### Input records
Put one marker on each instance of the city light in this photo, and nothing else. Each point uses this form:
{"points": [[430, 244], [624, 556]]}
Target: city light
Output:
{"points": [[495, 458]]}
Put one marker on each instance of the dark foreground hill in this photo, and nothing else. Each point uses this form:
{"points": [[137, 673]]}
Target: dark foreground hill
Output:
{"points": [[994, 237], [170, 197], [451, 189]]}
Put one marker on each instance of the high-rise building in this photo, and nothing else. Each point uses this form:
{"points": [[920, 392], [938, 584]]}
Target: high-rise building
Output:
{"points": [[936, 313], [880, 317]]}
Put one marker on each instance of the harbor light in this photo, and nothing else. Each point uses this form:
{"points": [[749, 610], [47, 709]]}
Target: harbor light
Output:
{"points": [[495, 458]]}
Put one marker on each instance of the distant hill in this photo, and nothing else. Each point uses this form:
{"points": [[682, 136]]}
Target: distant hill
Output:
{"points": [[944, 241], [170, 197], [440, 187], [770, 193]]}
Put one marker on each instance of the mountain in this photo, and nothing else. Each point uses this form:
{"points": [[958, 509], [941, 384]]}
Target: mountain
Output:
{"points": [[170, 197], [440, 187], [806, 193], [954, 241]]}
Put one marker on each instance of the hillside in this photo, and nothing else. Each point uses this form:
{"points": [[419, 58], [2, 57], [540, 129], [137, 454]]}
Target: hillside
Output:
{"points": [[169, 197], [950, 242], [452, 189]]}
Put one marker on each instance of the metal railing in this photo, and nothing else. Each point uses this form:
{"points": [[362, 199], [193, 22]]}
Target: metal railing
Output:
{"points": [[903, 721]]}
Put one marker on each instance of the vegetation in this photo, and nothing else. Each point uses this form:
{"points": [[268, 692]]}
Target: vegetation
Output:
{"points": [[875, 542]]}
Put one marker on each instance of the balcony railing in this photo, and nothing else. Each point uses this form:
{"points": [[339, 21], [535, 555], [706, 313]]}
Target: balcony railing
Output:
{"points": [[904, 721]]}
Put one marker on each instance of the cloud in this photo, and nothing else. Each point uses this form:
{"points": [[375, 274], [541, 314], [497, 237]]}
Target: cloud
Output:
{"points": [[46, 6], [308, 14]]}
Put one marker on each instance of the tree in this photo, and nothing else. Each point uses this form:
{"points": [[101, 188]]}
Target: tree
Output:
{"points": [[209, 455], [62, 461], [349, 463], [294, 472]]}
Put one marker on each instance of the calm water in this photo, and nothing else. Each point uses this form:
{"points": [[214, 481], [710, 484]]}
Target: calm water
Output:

### What is required
All lines from the one with "Put one marker on each instance of the balcony" through the final line above are to be quoted exactly; quote no other line.

### Completed exercise
Put one marker on each instance of the balcony railing in this photo, and nothing else. Each point uses this form:
{"points": [[339, 21], [535, 555], [706, 313]]}
Target: balcony railing
Output:
{"points": [[904, 721]]}
Put one marker on each instance of the cloud in this photo, and nothing else. Each point uses this form:
{"points": [[375, 274], [541, 314], [497, 237]]}
Target: cloud
Output:
{"points": [[46, 6], [308, 14]]}
Put one marker on each instance of the tree in this photo, and nothing else. Each point uses this form:
{"points": [[101, 188]]}
Target: tree
Output:
{"points": [[209, 455], [62, 461], [349, 463], [294, 472]]}
Put one marker on each instance of the calm water in this photo, and nothing else. Each point uses this form:
{"points": [[214, 481], [710, 484]]}
Target: calm water
Output:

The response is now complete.